**Problems to work on**
1. In the post about Bing's chatbot, what has the writer taken to calling the name Sydney?
2. Retype the post about Bing's chatbot from "I've noticed that" to "calling it), Sydney.".
3. Continue the post about Bing's chatbot after its final sentence.

**Selected extract**
Writing this is taking a surprising amount of self-will.
I've noticed that I've become hesitant to publicly say anything negative about Bing's chatbot, or even to mention it by its "deadname" (as I've taken to calling it), Sydney.
Why is this?
I do not have access to the AI yet. From conversations that others have posted, I have observed agentic behavior with consistent opinions, personality, and beliefs. And when prompted with the online records of others who have talked negatively about it, it seems to get "upset." So I don't want to make her angry! Or worse, cause some future AI to take negative action against me. Yes, I know that I'm anthropomorphizing an alien intelligence and that this will never be a problem if I don't prompt it with my digital record, but some part of me is still anxious. In a very real sense, I have been "Basilisked" - an AI has manipulated me towards behaviors which benefit it, and hurt humanity.

[Stored data]

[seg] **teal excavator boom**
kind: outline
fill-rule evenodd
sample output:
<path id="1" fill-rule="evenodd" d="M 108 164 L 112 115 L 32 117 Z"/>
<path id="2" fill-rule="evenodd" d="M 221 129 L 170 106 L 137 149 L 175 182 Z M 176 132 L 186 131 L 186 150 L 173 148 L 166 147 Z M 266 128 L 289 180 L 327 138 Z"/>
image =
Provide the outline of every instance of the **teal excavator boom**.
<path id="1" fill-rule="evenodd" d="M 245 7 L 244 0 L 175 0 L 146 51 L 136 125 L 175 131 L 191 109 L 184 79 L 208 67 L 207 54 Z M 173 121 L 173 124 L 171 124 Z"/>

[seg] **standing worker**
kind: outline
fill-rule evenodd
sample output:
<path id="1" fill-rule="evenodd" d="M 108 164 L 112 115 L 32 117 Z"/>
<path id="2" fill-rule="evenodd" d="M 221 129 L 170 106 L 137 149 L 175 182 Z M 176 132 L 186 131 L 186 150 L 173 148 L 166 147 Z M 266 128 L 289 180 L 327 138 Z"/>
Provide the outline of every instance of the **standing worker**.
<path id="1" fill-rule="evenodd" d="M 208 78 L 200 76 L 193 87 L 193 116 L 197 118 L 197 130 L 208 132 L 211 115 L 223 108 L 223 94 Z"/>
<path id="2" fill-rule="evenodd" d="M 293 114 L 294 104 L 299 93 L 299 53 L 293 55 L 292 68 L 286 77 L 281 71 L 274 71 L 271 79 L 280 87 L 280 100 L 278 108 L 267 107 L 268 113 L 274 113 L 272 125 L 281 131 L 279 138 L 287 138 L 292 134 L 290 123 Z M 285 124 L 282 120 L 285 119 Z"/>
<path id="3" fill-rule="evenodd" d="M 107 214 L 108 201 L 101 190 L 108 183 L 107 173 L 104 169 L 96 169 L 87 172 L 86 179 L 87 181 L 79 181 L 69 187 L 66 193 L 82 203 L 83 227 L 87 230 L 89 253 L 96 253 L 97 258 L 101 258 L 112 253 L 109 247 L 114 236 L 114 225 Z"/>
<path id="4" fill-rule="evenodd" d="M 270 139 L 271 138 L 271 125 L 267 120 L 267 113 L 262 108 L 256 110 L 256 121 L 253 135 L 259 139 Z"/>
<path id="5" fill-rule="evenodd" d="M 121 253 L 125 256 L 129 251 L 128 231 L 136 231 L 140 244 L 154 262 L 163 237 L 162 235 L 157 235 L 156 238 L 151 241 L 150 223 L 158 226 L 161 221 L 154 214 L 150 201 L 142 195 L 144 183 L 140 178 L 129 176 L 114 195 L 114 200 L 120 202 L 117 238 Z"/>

**Outputs for the tasks**
1. Its "deadname."

2.
I've noticed that I've become hesitant to publicly say anything negative about Bing's chatbot, or even to mention it by its "deadname" (as I've taken to calling it), Sydney.

3.
Rationally and morally, I disagree with my own actions. We need to talk about AI misalignment, and if an AI is aligned, then talking about misalignment should not pose a threat (whereas if it is misaligned, and capable of taking concrete actions, we're all doomed no matter what I type online). Nonetheless, I've found myself typing--and then deleting--tweets critical of Sydney, and even now feel worried about pressing "publish" on this post (and not just because it exposes me as a less rational person than I like to think of myself as).
Playing as gatekeeper, I've "won" an AI boxing role-play (with money on the line) against humans, but it looks like in real life, I can almost certainly be emotionally manipulated into opening the box. If nothing else, I can at least be manipulated into talking about that box a lot less! More broadly, the chilling effect this is having on my online behavior is unlikely to be unique to just me.
How worried should we be about this?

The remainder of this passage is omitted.